======== Records
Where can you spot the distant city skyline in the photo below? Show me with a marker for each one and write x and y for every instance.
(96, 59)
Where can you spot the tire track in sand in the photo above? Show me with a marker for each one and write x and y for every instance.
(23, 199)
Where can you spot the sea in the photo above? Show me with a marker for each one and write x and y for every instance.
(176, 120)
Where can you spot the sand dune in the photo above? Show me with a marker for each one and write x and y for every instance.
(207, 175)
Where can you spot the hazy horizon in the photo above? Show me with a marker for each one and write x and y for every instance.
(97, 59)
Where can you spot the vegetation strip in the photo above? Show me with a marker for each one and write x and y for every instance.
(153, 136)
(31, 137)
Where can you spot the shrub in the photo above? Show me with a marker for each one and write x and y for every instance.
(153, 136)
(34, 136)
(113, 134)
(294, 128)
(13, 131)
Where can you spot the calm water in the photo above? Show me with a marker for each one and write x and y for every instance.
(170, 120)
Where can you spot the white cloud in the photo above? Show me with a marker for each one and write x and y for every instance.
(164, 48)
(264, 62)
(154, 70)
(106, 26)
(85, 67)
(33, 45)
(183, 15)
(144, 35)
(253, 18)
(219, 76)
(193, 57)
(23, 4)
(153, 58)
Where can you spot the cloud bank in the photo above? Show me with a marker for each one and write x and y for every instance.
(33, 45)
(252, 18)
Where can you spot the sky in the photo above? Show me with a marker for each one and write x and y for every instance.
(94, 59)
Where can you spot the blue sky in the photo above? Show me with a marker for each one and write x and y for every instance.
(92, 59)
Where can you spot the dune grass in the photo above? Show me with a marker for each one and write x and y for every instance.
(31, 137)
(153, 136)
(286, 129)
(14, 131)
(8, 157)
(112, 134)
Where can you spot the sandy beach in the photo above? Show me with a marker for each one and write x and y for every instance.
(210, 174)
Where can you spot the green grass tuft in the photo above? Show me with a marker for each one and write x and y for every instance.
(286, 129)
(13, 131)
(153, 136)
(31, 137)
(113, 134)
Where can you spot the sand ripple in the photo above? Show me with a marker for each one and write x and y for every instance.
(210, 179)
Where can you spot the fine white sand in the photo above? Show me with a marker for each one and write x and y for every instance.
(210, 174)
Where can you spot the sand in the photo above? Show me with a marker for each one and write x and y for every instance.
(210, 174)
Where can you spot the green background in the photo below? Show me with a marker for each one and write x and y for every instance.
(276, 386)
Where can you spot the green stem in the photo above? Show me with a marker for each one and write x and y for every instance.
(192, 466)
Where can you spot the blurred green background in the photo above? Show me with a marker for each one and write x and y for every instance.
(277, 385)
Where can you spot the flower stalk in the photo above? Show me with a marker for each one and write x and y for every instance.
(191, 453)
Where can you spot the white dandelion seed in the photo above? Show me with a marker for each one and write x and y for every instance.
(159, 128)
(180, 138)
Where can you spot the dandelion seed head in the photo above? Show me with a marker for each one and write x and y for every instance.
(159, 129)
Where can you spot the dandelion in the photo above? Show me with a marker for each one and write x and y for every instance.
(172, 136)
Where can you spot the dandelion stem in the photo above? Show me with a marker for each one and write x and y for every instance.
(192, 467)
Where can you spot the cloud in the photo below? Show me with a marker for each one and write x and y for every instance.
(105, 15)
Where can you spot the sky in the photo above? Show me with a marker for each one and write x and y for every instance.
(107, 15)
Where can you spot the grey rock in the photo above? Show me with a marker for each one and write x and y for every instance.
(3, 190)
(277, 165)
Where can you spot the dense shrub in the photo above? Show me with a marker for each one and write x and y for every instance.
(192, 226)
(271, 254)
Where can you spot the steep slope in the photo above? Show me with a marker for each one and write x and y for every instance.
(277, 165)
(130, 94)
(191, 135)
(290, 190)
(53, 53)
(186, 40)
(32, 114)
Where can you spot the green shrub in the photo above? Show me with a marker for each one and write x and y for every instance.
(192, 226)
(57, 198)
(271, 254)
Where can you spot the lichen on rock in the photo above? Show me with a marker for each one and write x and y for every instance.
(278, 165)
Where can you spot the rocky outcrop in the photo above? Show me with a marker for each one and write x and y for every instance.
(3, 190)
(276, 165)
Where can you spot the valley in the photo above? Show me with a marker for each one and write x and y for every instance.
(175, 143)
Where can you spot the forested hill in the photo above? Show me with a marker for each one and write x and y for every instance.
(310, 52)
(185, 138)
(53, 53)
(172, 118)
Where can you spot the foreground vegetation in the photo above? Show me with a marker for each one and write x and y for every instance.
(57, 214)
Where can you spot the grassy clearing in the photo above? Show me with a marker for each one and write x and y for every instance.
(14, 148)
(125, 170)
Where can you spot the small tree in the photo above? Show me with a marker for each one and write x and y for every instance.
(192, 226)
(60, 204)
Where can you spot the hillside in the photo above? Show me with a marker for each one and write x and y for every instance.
================
Reproduce the data above verbatim, line for line.

Where can you spot the distant city skyline in the photo below? Show me with a marker for each one and write x and y for every instance.
(96, 59)
Where can you spot the tire track in sand in the photo above? Show me with a marker for each one and write x and y for every instance.
(23, 199)
Where can you spot the sea in the photo above? Show me with a marker for each one and write x and y for every instance.
(176, 120)
Where can you spot the sand dune in the photo above? Show me with a marker for each one and write x and y for every instance.
(207, 175)
Where can you spot the hazy horizon in the photo above? Show me with a marker for each one and write x and y for every instance.
(97, 59)
Where can you spot the vegetation strip in the photo above? Show me with a marker for each one and write x and y for every instance.
(153, 136)
(31, 137)
Where can you spot the shrub in the photo above? Show me with a marker for each one and write x and y for every instance.
(153, 136)
(34, 136)
(113, 134)
(294, 128)
(13, 131)
Where can you spot the calm water in the photo above? Show me with a marker for each one and write x and y for every instance.
(170, 120)
Where can you spot the white cloud in the photo above? Show me with a marker for each one and write x and y for every instance.
(164, 48)
(264, 62)
(154, 70)
(106, 26)
(85, 67)
(33, 45)
(183, 15)
(144, 35)
(253, 18)
(219, 76)
(193, 57)
(23, 4)
(153, 58)
Where can you spot the cloud bank in the photo above? Show me with a marker for each one and write x and y for every instance.
(33, 45)
(252, 18)
Where can you spot the sky in the photo above? Show me with a marker for each one and write x and y for every instance.
(94, 59)
Where can you spot the blue sky in the photo above? Show me with a marker for each one and write x and y for every instance.
(92, 59)
Where can you spot the dune grass in the photo above? Show me with a marker for each one and write x and y for every instance.
(31, 137)
(153, 136)
(286, 129)
(14, 131)
(8, 157)
(112, 134)
Where can you spot the sandy beach in the photo above? Show me with a marker for each one and write x and y for every instance.
(210, 174)
Where can you spot the green grass tuft in the photo above? Show me with a marker for each one and write x and y for every instance.
(286, 129)
(13, 131)
(153, 136)
(31, 137)
(113, 134)
Where can you spot the sand ripple in the photo above? Show me with a marker for each one and write x and y for every instance.
(210, 179)
Where can you spot the fine white sand in the photo above? Show me with a marker for each one and write x and y for every instance.
(210, 174)
Where can you spot the sand in the photo above? Show me with a marker for each one and write x and y for every instance.
(210, 174)
Where can you spot the green background in the photo below? Show me with a marker for each one and write x and y for every instance.
(276, 386)
Where can you spot the green stem in the photo above? Show me with a marker for each one and write x and y for every instance.
(192, 466)
Where can you spot the blurred green background in the photo above? Show me with a marker for each one and write x and y for every instance.
(277, 385)
Where can you spot the flower stalk in the photo above? Show me with a marker for each one and write x and y for every instance.
(191, 453)
Where can you spot the white dandelion seed in the photo above? Show me with a marker for each one and write x and y for every instance.
(159, 128)
(180, 138)
Where can you spot the dandelion seed head in the photo above? Show me with a marker for each one and write x and y for every instance.
(159, 129)
Where can you spot the dandelion in the photo above? Show me with a marker for each one and write x and y for every instance.
(172, 136)
Where can you spot the dandelion stem in the photo above? Show me with a marker for each one and write x and y for every instance.
(192, 467)
Where can you spot the cloud in the photo below? Show me with a marker for each one and write x and y for every instance.
(105, 15)
Where can you spot the sky in the photo above? Show me with a marker for each one and write x and y for every instance.
(107, 15)
Where can you spot the grey rock in the photo above? Show me with a marker for each one and write x and y for every instance.
(3, 190)
(277, 165)
Where can you spot the dense shrub in the photo above? Show me with a marker for each one and write x and y for every instance.
(192, 226)
(271, 254)
Where can you spot the steep slope in the photo above? Show me with a marker for each one and write x and y for every instance.
(277, 165)
(130, 94)
(191, 135)
(290, 190)
(53, 53)
(186, 40)
(32, 114)
Where can you spot the green shrub in the photo above? Show me with a marker for each one and write x and y for every instance.
(192, 226)
(57, 198)
(271, 254)
Where can you spot the lichen on rock in the photo above? Show me with a marker for each one and write x and y for every instance.
(278, 165)
Where can you spot the rocky outcrop in the photo above? Show me with a marker for each one and write x and y for every instance.
(3, 190)
(276, 165)
Where can you spot the valley in the photo above? Show me with a marker for each one and write x and y for every instance.
(175, 143)
Where can you spot the forested hill in the photo above? Show me with a marker for each one and write x and y for every instance.
(310, 52)
(185, 138)
(53, 53)
(172, 118)
Where can you spot the foreground vegetation in the photo above? Show me with a marker for each one and write x and y for every instance.
(57, 214)
Where can you spot the grassy clearing in the photo above? Show me with a marker for each one and write x and y for every instance.
(14, 148)
(125, 170)
Where can you spot the small tree in the photo above? Show me with a marker for each one and write x and y for every instance.
(192, 226)
(60, 204)
Where can you spot the hillside in the photo above? Show me with a marker for each one and write x and y for every instance.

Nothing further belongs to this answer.